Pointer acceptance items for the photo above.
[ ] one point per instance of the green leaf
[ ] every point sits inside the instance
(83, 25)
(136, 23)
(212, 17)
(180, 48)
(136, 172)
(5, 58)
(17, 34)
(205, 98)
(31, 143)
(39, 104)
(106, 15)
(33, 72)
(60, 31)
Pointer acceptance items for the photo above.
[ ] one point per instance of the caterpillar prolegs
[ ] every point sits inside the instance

---

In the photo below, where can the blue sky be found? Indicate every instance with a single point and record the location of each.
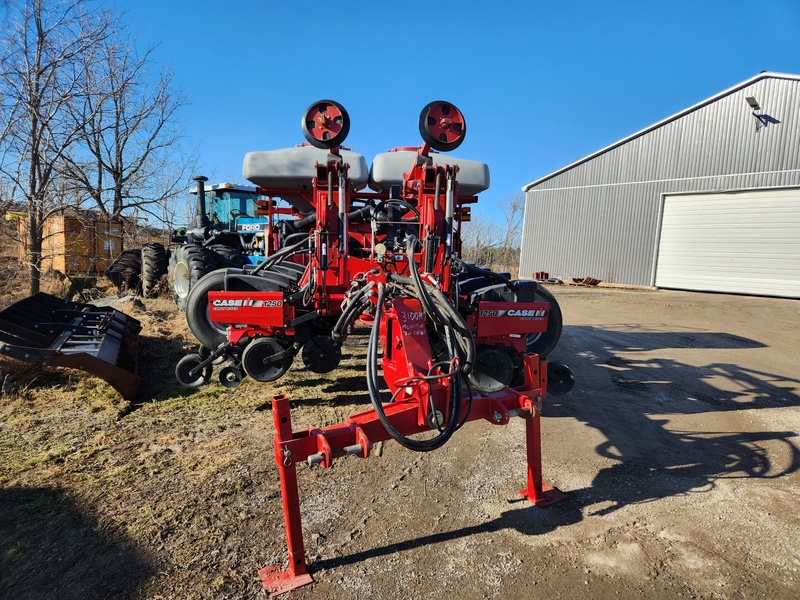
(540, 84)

* * *

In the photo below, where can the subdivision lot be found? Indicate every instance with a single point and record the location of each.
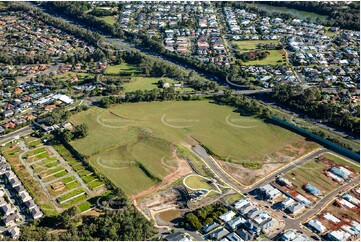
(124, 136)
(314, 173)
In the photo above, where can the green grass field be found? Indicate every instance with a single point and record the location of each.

(Exercise description):
For every line in the listing above that mentions the word "green", make a copy.

(Task solution):
[ ] one point per instance of the green leaf
In the photo above, where can the green grass field be found? Indicate every instance with a single point and record the location of each.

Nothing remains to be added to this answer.